#### [Document excerpt]
Tuesday, October 21, 2014

Stop Asking Questions

I'm not a big fan of people who ask questions without an interest in hearing the answer. And I write this as someone who asks lots of questions. In my school days, I was accused more than once of asking questions just to hear myself ask the question or to show off in front of the teacher and class. Actually, I've since grasped that I am an aural learner. I need to hear it to learn it. That's why I say my sermons out loud as I write them--so I'll remember them when I climb into the pulpit. All of that to say that even though I love questions--asking them, hearin them, reading them, and answering them--I don't like it when someone asks a question without caring enough to listen for an answer. 

But isn't that what Jeus does in Sunday's gospel lesson (Matt. 22:33-46)? The Pharisees, having learned that the Saducees had struck out in their quest to stump the brillian rabbi, approach Jesus with yet another question: which is the greatest commandment? Jesus gives a wonderful answer--one we still quote every week in a Rite I Eucharist--that takes the Law and distills it into two basic principles: love God and love neighbor. But then Jesus gives them one of his own. 

"Whose son is the Messiah?" Jesus asks. "David's, of course," they reply. "Then why does David in the Psalms call him Lord? When does a father (implied greater) show such deference to his son?" They couldn't answer him, so they departed, and no one dared to ask him any more questions. But what sort of question did Jesus ask?

#### [Exercise directions]
Answer these questions from the post on asking questions:
(a) Why does the writer say sermons out loud while writing them?
(b) Into what two basic principles does Jesus distill the Law?
(c) What reply do the Pharisees give when Jesus asks whose son the Messiah is?
The rows that come next are not needed for any of this work.

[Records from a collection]
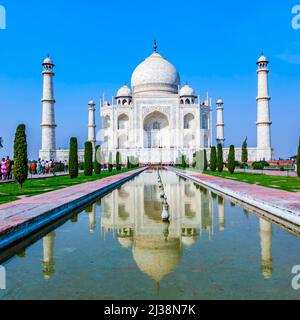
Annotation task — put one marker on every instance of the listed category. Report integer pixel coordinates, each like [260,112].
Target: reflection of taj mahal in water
[133,215]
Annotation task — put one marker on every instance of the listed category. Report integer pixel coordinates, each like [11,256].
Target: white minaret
[92,123]
[220,122]
[264,149]
[48,117]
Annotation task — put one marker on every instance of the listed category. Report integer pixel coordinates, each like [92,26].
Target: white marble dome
[155,75]
[48,61]
[263,59]
[187,91]
[125,91]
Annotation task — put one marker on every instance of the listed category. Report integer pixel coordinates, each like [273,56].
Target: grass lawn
[11,191]
[291,184]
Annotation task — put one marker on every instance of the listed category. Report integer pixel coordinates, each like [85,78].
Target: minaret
[48,118]
[220,122]
[92,123]
[264,150]
[266,248]
[48,258]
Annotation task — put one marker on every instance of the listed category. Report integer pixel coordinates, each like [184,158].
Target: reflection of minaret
[48,260]
[266,248]
[221,208]
[92,218]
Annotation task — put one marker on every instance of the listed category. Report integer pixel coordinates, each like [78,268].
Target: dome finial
[155,45]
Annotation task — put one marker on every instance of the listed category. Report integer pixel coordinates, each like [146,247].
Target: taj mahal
[157,119]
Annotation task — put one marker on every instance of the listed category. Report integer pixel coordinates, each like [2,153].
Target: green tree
[73,158]
[298,160]
[128,163]
[245,152]
[220,160]
[97,163]
[213,159]
[110,164]
[231,160]
[88,159]
[118,161]
[205,165]
[20,170]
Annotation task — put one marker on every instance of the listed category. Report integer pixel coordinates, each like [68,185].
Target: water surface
[118,248]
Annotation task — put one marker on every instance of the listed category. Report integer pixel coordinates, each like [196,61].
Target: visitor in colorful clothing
[3,169]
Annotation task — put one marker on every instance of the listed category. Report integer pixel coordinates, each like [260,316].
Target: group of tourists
[6,169]
[42,167]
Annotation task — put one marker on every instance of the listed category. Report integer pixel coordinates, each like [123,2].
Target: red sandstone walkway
[278,200]
[16,213]
[270,172]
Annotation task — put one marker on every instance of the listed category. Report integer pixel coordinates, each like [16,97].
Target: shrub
[205,165]
[213,159]
[257,166]
[245,151]
[110,164]
[298,160]
[88,159]
[97,164]
[231,160]
[73,158]
[20,170]
[118,161]
[220,161]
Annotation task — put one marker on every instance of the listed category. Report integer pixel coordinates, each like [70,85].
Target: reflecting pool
[118,248]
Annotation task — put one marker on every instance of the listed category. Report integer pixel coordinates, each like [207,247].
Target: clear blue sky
[97,44]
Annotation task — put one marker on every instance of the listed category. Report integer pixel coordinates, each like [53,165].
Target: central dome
[155,75]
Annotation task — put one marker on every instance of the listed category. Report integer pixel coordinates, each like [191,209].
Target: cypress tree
[205,165]
[213,159]
[88,159]
[118,161]
[298,160]
[97,163]
[128,163]
[73,158]
[231,160]
[20,169]
[245,152]
[220,160]
[110,164]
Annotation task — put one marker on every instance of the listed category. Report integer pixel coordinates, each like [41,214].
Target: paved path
[280,203]
[23,217]
[39,176]
[270,172]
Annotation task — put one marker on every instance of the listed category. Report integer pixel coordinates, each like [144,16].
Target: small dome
[187,91]
[189,241]
[262,59]
[48,61]
[125,91]
[155,75]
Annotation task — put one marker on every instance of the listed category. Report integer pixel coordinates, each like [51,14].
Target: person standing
[8,167]
[3,169]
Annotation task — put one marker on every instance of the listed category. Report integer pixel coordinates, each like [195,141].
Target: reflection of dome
[188,241]
[157,258]
[187,91]
[155,74]
[124,92]
[125,242]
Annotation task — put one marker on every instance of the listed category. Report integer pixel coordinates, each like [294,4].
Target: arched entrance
[156,131]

#### [Expected answer]
(a) So the writer will remember them when climbing into the pulpit.
(b) Love God and love neighbor.
(c) "David's, of course."